Work instructions: Transcribe the lines of the listing below without any changes, starting at the line containing "Exercise. Identify the headless" and ending at the line containing "(1001, 477)", with both of those lines included.

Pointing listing
⟨

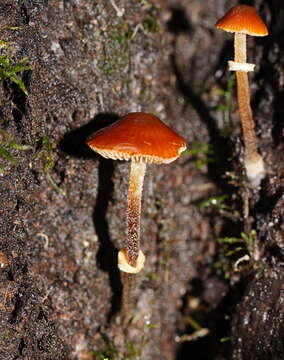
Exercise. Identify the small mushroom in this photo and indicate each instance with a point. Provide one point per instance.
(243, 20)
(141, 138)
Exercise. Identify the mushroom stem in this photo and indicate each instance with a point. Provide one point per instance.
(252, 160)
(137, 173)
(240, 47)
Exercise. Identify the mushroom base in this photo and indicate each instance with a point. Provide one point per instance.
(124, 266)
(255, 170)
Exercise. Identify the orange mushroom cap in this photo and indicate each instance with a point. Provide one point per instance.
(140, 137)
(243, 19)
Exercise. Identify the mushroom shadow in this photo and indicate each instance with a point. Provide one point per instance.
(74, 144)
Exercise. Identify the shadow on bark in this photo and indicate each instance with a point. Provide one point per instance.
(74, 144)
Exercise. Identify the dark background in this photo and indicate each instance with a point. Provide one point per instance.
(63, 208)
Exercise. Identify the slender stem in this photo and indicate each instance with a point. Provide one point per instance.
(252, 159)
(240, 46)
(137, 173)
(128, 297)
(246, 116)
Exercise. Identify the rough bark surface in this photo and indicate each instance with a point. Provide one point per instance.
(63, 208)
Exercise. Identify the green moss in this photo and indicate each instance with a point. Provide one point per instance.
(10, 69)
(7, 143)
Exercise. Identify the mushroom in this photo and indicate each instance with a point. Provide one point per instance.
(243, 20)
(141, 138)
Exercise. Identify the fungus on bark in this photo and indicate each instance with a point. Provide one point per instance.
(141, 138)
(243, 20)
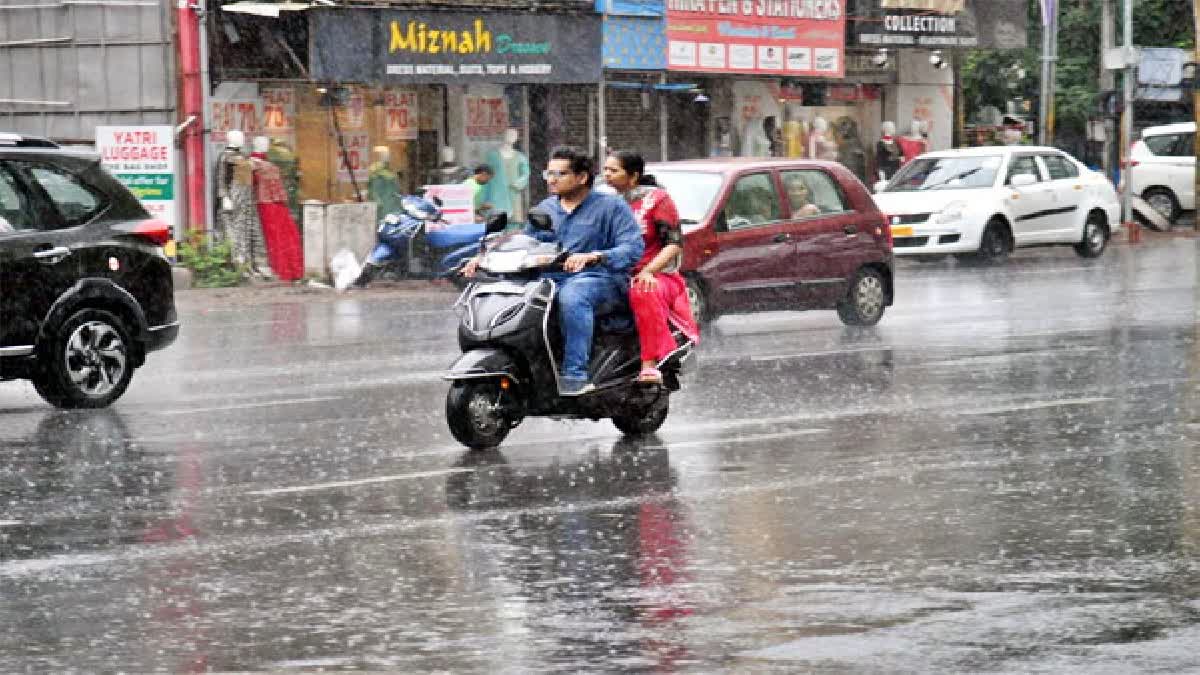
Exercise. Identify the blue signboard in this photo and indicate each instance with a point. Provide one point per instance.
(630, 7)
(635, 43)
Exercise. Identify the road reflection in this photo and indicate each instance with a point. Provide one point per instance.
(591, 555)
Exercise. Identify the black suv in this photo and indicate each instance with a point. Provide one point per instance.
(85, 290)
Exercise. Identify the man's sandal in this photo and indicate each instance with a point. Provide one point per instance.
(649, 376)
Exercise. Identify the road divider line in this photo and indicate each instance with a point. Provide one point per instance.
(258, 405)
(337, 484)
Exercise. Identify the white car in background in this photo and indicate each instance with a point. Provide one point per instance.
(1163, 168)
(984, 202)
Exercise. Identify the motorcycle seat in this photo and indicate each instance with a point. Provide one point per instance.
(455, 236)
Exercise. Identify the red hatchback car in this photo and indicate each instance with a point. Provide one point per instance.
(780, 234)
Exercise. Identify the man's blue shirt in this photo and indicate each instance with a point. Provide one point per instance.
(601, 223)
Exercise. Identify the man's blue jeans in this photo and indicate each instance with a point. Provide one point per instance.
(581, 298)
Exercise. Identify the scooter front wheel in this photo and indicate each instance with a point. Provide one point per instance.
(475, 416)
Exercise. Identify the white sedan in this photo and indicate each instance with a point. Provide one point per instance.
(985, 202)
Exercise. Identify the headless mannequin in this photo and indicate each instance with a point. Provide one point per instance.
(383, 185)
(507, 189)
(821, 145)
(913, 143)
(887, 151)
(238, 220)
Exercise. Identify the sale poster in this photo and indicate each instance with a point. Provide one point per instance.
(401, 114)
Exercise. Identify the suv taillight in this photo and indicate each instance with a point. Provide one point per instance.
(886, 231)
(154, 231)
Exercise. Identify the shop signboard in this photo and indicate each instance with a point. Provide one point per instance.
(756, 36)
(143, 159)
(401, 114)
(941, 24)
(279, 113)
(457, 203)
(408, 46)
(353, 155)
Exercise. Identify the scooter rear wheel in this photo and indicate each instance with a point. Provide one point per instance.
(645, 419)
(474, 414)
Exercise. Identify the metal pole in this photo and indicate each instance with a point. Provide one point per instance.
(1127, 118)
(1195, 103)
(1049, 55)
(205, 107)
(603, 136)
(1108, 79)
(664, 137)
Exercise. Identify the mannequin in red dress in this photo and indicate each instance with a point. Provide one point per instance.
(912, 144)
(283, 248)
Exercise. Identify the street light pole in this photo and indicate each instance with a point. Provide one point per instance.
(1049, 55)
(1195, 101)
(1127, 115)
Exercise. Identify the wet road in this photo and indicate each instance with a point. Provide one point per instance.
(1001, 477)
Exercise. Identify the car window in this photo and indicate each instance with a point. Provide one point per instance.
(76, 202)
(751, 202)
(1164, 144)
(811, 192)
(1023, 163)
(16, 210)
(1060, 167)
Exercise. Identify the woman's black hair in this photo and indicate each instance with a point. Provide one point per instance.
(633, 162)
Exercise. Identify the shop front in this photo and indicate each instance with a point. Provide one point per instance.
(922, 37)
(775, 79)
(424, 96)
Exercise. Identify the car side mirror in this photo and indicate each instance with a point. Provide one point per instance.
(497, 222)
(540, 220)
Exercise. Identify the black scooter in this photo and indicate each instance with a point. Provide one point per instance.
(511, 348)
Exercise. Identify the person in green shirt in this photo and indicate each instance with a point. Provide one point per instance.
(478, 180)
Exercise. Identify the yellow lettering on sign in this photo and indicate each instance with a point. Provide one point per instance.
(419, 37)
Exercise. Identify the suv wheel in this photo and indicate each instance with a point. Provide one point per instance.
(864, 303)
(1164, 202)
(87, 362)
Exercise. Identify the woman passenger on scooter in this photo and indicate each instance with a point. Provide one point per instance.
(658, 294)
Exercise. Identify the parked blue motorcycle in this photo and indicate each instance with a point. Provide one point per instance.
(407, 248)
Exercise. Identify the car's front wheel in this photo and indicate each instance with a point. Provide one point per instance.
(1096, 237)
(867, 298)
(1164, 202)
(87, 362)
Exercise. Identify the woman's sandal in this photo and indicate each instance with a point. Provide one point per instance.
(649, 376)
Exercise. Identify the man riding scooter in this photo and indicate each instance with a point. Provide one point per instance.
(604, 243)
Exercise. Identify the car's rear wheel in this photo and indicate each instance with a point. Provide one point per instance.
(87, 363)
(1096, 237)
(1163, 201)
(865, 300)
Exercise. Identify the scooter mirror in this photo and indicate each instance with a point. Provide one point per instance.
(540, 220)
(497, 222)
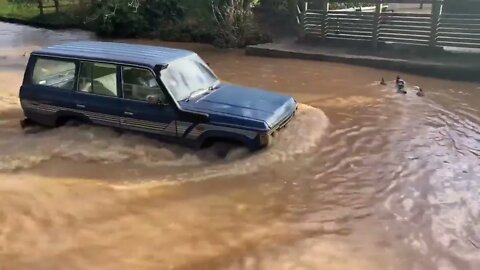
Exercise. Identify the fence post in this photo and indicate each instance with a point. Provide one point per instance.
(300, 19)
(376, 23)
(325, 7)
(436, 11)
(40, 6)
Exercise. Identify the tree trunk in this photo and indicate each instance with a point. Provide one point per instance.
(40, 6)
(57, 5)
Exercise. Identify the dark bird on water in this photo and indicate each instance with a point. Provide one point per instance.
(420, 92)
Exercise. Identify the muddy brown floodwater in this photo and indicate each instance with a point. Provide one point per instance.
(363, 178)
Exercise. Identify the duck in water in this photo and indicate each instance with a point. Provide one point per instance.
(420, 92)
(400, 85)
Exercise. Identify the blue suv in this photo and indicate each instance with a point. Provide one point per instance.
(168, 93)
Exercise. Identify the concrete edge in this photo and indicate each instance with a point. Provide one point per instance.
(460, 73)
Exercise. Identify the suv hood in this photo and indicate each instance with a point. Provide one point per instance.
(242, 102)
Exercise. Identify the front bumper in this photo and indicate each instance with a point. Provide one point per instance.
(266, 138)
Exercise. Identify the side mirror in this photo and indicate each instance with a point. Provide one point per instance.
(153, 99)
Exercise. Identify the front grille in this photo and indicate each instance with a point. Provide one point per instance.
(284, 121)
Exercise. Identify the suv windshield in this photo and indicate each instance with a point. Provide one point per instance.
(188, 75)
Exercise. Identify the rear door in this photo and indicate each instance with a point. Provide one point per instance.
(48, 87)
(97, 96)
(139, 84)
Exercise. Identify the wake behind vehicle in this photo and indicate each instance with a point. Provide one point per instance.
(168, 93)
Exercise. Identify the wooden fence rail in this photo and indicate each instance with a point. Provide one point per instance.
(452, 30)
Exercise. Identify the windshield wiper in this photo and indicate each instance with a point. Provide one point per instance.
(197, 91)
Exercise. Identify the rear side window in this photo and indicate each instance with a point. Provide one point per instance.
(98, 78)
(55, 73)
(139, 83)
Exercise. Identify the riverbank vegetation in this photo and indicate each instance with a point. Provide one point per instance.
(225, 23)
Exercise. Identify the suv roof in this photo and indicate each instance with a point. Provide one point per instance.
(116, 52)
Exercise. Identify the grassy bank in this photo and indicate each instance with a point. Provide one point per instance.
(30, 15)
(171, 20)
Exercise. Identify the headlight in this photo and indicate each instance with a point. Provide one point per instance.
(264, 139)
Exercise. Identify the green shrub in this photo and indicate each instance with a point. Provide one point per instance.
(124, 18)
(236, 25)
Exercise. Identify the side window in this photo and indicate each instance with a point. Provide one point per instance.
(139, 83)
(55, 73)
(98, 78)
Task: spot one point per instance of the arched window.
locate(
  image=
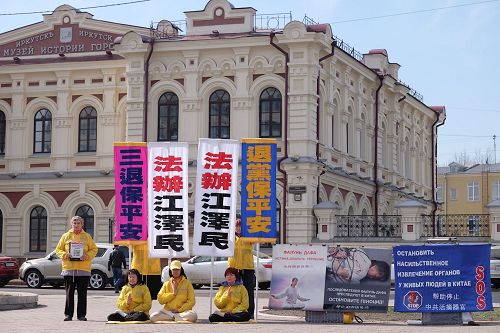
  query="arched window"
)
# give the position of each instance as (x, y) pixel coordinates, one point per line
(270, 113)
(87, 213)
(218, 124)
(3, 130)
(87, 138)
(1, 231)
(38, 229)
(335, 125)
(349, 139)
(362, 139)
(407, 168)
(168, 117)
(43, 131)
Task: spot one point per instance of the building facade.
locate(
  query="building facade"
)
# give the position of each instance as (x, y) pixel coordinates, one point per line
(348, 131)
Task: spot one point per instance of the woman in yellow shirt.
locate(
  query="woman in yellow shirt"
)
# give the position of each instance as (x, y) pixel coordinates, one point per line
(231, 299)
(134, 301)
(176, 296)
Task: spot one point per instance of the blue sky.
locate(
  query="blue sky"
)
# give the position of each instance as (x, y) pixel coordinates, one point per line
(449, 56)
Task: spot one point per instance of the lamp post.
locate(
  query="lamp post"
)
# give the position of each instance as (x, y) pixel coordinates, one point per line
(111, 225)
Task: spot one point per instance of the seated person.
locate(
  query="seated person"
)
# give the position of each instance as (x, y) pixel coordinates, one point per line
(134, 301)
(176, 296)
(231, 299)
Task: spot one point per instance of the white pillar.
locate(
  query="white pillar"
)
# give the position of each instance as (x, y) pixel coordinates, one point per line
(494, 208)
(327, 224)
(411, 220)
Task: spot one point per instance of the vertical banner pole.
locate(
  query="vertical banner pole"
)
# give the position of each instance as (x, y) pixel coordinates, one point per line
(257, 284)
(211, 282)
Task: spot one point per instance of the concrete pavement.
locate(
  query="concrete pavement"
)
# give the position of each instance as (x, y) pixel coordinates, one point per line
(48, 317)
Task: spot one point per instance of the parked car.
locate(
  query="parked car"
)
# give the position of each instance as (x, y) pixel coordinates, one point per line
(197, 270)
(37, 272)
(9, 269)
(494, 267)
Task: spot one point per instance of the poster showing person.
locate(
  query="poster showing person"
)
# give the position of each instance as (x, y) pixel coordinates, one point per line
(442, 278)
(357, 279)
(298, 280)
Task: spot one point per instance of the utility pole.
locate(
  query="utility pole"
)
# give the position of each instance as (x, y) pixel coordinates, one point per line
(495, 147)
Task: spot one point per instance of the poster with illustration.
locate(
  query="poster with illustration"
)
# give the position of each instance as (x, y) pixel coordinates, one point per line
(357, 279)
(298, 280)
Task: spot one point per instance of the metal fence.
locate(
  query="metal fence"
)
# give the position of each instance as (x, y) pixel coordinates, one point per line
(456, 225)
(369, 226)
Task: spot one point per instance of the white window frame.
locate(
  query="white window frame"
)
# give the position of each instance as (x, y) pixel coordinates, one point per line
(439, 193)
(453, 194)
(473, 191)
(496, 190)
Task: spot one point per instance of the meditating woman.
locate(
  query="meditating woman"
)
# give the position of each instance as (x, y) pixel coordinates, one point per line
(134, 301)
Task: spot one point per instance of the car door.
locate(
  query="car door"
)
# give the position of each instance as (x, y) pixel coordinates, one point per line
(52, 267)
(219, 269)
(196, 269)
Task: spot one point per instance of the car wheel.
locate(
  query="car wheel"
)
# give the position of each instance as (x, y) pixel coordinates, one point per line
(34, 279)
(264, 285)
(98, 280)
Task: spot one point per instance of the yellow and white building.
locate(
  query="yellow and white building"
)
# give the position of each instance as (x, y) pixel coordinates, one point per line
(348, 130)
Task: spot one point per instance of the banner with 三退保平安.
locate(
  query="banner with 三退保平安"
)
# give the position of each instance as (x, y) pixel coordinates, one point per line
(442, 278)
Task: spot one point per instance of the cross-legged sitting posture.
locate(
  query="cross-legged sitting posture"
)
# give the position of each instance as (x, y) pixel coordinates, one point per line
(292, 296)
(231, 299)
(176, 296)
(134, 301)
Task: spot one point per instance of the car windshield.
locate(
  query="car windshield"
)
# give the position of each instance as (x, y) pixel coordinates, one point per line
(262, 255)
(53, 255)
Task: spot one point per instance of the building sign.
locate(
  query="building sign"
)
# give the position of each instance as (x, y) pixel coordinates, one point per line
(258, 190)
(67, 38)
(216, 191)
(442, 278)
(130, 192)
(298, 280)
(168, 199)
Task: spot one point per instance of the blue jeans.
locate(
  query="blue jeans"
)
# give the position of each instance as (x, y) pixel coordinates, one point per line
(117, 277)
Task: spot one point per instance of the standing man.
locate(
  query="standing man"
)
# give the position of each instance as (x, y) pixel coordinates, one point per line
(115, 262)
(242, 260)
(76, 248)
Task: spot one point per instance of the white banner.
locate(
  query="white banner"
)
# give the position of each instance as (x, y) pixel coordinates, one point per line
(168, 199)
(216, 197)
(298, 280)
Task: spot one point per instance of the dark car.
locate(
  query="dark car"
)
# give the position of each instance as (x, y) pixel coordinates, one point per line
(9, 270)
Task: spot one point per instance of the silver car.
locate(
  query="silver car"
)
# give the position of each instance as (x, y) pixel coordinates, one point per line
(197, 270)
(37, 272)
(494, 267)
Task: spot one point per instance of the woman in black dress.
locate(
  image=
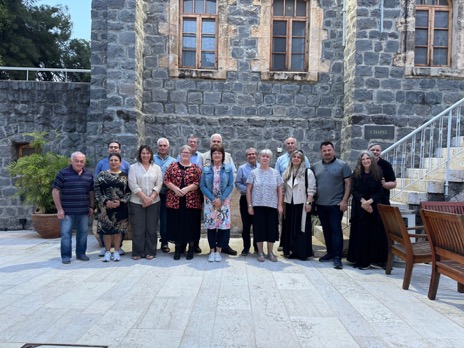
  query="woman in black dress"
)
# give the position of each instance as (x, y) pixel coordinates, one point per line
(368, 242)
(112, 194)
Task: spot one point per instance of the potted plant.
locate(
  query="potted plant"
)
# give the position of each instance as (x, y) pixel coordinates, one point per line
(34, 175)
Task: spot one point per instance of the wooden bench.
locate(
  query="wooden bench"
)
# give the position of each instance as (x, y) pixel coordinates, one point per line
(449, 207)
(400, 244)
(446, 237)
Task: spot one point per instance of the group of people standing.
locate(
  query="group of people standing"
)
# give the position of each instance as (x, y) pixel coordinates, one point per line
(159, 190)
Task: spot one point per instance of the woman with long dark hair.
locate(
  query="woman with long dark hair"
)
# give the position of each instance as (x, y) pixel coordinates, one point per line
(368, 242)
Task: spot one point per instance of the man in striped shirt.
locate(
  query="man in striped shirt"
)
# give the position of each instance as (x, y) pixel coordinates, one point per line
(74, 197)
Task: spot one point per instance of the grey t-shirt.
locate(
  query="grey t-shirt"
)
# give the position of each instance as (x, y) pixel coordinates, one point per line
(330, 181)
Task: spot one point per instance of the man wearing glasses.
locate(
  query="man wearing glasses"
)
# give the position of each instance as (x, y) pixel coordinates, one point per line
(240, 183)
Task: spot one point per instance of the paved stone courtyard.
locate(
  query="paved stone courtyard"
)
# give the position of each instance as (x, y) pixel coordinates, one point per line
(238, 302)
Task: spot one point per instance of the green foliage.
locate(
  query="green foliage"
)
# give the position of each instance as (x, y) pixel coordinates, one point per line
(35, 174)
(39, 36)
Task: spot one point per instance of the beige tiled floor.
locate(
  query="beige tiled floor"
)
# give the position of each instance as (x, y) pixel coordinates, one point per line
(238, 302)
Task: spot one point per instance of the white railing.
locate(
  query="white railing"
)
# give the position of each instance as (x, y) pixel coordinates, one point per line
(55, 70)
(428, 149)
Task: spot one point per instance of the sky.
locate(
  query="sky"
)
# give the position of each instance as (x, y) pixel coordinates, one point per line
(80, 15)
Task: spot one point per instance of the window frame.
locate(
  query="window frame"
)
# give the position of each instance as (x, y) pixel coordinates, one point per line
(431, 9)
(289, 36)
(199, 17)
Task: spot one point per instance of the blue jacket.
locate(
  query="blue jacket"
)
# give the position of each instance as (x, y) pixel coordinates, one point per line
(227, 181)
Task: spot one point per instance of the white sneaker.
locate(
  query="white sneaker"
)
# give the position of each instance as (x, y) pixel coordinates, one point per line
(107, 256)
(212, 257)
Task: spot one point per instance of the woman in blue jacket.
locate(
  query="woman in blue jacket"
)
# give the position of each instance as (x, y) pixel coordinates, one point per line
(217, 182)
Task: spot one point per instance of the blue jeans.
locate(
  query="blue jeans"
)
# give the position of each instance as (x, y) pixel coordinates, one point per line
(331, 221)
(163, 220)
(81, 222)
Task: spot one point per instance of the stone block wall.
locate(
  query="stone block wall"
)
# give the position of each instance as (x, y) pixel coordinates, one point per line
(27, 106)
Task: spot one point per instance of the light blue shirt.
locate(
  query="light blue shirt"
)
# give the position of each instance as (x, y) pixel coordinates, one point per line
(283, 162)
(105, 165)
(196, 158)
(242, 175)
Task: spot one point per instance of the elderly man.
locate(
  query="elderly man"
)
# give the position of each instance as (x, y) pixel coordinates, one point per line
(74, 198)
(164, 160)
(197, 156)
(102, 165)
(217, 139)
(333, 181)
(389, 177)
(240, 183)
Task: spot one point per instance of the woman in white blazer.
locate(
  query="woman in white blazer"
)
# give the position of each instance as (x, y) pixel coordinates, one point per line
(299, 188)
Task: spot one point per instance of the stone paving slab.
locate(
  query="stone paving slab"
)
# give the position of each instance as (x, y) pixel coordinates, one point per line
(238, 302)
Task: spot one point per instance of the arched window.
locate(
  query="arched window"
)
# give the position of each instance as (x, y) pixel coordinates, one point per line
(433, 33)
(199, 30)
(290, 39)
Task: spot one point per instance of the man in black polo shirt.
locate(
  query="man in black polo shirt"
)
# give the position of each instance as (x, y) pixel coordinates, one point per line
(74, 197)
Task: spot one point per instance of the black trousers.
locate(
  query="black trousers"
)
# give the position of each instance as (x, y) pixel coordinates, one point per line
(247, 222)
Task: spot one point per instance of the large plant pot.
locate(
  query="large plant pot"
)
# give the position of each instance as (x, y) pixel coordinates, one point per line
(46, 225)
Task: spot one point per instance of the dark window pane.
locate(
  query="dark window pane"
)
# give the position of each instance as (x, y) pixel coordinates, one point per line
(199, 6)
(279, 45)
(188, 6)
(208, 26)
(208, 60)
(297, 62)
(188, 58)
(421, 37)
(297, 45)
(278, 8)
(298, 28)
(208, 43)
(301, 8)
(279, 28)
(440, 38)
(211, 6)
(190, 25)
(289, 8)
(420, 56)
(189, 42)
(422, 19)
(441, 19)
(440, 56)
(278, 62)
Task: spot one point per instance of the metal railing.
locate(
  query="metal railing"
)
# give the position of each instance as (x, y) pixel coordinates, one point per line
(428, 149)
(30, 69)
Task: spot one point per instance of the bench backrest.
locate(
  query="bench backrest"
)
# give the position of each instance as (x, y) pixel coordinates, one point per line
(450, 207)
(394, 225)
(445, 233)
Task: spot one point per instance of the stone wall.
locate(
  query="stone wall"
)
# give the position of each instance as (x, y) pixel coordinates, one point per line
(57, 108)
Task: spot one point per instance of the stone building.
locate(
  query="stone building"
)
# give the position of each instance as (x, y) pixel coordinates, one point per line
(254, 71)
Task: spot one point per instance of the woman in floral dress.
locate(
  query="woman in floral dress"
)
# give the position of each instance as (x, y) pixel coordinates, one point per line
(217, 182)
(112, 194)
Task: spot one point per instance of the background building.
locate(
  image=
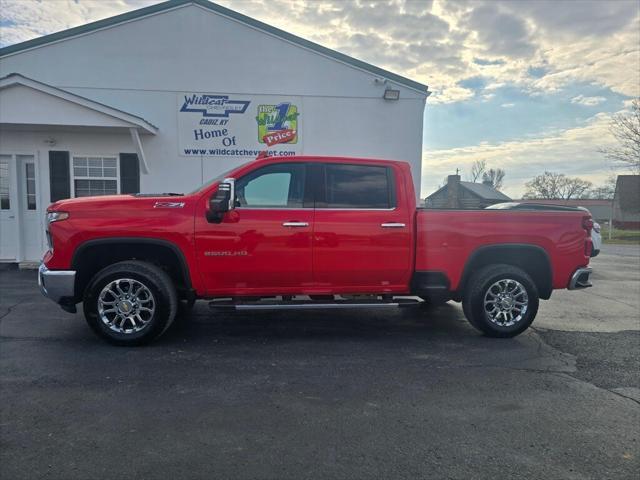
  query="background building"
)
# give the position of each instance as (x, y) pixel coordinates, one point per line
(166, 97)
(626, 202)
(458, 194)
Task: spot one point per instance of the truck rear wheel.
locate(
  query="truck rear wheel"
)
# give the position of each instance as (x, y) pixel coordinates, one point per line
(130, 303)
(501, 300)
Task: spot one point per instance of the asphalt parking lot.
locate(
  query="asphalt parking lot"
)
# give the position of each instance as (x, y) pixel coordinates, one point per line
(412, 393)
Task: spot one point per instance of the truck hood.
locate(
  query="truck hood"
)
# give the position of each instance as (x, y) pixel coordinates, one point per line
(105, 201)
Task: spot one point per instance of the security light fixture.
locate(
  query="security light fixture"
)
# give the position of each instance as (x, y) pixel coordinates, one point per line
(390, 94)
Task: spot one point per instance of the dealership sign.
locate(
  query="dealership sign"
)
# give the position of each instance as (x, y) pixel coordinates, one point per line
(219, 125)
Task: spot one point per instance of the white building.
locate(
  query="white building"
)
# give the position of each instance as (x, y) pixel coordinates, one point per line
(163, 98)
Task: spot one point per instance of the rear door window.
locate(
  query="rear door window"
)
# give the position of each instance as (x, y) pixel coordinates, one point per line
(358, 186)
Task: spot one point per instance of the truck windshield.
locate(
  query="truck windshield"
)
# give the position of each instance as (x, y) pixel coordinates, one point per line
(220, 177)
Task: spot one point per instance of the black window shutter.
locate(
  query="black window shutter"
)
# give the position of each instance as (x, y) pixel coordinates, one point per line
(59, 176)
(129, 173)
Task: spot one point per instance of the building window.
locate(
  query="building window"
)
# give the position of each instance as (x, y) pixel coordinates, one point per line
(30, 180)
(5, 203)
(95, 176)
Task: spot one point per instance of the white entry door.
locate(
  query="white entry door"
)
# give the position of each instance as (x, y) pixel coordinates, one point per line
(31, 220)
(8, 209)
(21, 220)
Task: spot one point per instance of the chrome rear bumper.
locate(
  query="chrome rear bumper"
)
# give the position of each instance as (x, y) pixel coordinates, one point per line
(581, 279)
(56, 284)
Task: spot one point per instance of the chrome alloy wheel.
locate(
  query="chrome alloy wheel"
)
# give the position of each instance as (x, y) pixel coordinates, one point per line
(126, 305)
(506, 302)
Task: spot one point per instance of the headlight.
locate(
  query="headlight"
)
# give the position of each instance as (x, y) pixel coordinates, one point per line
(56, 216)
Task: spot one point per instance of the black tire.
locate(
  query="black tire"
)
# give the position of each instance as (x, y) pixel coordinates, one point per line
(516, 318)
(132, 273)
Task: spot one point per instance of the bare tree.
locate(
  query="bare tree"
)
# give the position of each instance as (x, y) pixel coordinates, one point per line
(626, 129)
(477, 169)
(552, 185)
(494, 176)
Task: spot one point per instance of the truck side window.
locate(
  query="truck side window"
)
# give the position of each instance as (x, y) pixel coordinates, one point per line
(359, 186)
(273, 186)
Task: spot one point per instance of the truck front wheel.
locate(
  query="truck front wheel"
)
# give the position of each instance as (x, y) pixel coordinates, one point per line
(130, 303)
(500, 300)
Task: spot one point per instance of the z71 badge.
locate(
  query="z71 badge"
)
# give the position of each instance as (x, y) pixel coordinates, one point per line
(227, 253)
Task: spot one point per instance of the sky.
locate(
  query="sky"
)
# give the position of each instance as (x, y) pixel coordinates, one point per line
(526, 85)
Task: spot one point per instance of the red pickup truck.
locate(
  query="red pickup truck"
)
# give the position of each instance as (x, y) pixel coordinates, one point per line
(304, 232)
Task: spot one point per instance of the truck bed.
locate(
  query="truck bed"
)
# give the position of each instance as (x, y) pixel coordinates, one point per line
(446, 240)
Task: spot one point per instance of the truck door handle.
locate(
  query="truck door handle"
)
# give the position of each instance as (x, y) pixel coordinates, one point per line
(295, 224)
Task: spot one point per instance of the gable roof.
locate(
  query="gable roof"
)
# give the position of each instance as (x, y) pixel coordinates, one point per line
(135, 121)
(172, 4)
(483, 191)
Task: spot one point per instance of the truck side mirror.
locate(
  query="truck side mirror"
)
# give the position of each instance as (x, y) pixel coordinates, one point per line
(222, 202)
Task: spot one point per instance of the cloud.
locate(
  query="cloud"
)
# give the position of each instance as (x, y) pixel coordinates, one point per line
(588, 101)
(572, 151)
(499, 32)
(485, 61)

⟩

Solution to the problem:
Exercise. Identify the headless mannequin in this photo and indicate each instance with a point. Provide one point per instance.
(383, 185)
(507, 189)
(821, 145)
(913, 143)
(887, 151)
(238, 220)
Exercise. Identify the sale poster in this photo and indicate each instance with a point. Provide one point per instance.
(401, 114)
Exercise. Identify the suv taillight in this photo and indicate each instance with a point. Provide one point per instance.
(886, 231)
(154, 231)
Exercise. Identify the shop signboard in this photo and indicate each instance with a point. Provide one point per instance.
(756, 36)
(143, 159)
(401, 114)
(941, 24)
(279, 113)
(457, 203)
(408, 46)
(353, 155)
Exercise. Identify the scooter rear wheel in this photo and indicate each instance with a point. Provide one point per instance.
(645, 419)
(474, 414)
Exercise. Identify the metal pole in this photo and indicate each instance with a point. Provide one point per instance.
(1127, 118)
(1195, 103)
(1049, 55)
(205, 107)
(603, 136)
(1108, 79)
(664, 137)
Exercise. Identify the mannequin in red dress in this photo and indicate each instance with a point. Provide one point per instance.
(912, 144)
(283, 248)
Exercise. Identify the street light pole in this photo and indicate each instance with a point. Provide one point per instance.
(1049, 55)
(1195, 101)
(1127, 115)
Exercise. Identify the wet road in this photo and indicate each instance with a point. Provide one point per instance.
(1001, 477)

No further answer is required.